▶ Stated exercise:
Reproduce verbatim the passage of the interview about the edited volume on Islamists and the Arab uprisings, from "Jadaliyya (J): What" up to and including "of this sort.".

▶ Text section:
Hendrik Kraetzschmar and Paola Rivetti, eds., Islamists and the Politics of the Arab Uprisings: Governance, Pluralisation and Contention (Edinburgh: Edinburgh University Press, 2018).
Jadaliyya (J): What made you edit this volume?
Paola Rivetti (PR): Since 2013, I have been teaching modules of politics of the Middle East at Dublin City University. I realized the need for a collection of essays devoted to the analysis of the transformation of Islamist politics post-2011, mainly because of the somewhat scattered state of the current scholarship on the topic. I felt that there needed to be a volume engaging the trajectories of Islamist players in the region after the so-called Arab uprisings, one which engaged in broad comparative reflections. I also realized that my students would benefit from a publication of this sort.
Hendrik Kraetzschmar (HK): Before editing this volume, both Paola and I participated in a research project funded by the Gerda Henkel Foundation, which focused on the transformation of Islamism after the uprisings. The book is connected to the outcomes of that project. The volume brings together twenty-one chapters and covers a wide range of Islamist organizations active in twelve countries and with varying relationships to state power. Some aspire to conquer it, while others have traditionally disengaged from state politics but have strategically reconsidered their options post-2011. Others engage in civil society work and are virtually indifferent to elections and institutions. The same variety is present in terms of ideology, from actors who accept that democracy is compatible with Islam, to "rejecters" and "conditionalists"—as Kamran Bokhari and Farid Senzai call them.
Chapters explore how environmental changes have impacted “the menu of political action” available to Islamists, exploring specifically their decisions and behaviors when they are confronted with factors such as decreased/increased political competition with other Islamist and non-Islamist organizations, possibilities for alliance-building, changes in the discursive framing of political choices, and access to transnational financial networks.

▶ Given data:
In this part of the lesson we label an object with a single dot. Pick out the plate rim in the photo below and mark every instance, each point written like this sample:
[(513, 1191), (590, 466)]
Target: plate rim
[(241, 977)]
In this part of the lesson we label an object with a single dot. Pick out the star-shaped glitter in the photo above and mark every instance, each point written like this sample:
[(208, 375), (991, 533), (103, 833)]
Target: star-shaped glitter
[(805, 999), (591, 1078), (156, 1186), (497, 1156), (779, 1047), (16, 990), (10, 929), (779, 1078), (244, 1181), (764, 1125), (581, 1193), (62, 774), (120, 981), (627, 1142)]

▶ Solution to the problem:
Jadaliyya (J): What made you edit this volume?
Paola Rivetti (PR): Since 2013, I have been teaching modules of politics of the Middle East at Dublin City University. I realized the need for a collection of essays devoted to the analysis of the transformation of Islamist politics post-2011, mainly because of the somewhat scattered state of the current scholarship on the topic. I felt that there needed to be a volume engaging the trajectories of Islamist players in the region after the so-called Arab uprisings, one which engaged in broad comparative reflections. I also realized that my students would benefit from a publication of this sort.